- **PASSAGE**
------------------------
The Danab Brigade (Somali: Ciidamada Danab, "Lightning Force") is a highly trained Somali National Army commando force. Its strikes have repeatedly raided land in quick succession previously held by Somali Al-Qaeda linked insurgents Al-Shabaab.

History 
In February 2014, U.S. contractors concluded a six-month training course for the first Commandos since 1991. Training had been carried out by Bancroft Global Development, a U.S. private military contractor, paid by AMISOM which is then reimbursed by the U.S. State Department. The aim was to create a mixed-clan unit. The Danab unit was established at Baledogle Airfield, in Walaweyn District, Lower Shabelle. The training of the first Danab unit began in October 2013, with  150 recruits. As of July 2014, training of the second unit was underway. According to General Elmi, the training is geared toward both urban and rural environments, and is aimed at preparing the soldiers for guerrilla warfare and all other types of modern military operations. Elmi said that a total of 570 Commandos are expected to have completed training by U.S. security personnel by the end of 2014.

The initial training proved to be very successful; thus, the United States began to expand the capability into a 3,000 - 3,500 man brigade. AFRICOM, SOCAF, and contractors trained new recruits and barracks were repaired and expanded at Baledogle Airfield.
------------------------
- **DATA ROWS**
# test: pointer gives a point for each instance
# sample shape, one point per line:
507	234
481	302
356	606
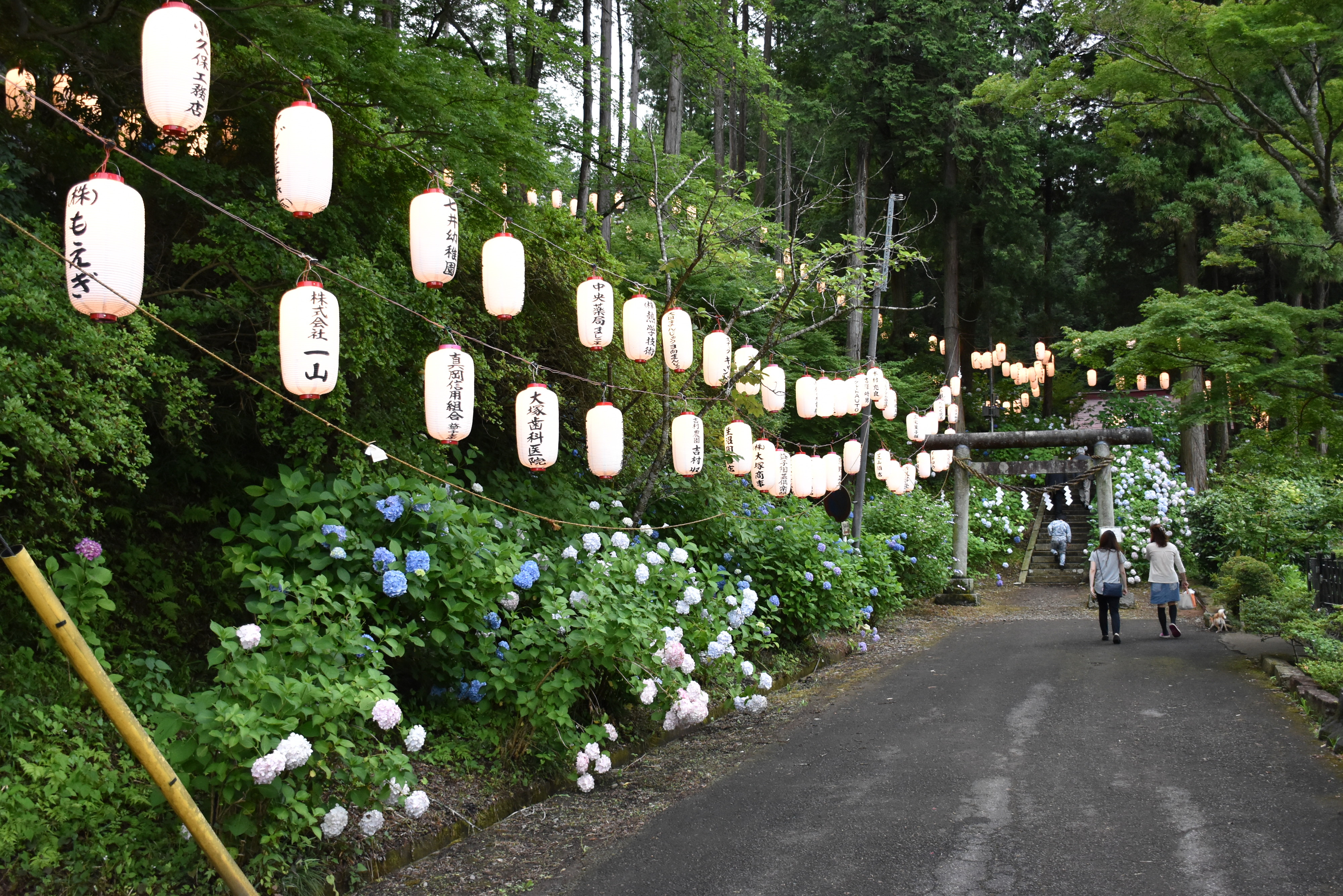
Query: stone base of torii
------------------------
- **SHORT PROBLEM**
Rewrite the passage on the Danab Brigade, beginning at the words "The Danab Brigade" and stopping after "linked insurgents Al-Shabaab.", and swap "Lightning Force" for "Thunder Force". The entries above are separate from the passage on the Danab Brigade.

- **OUTPUT**
The Danab Brigade (Somali: Ciidamada Danab, "Thunder Force") is a highly trained Somali National Army commando force. Its strikes have repeatedly raided land in quick succession previously held by Somali Al-Qaeda linked insurgents Al-Shabaab.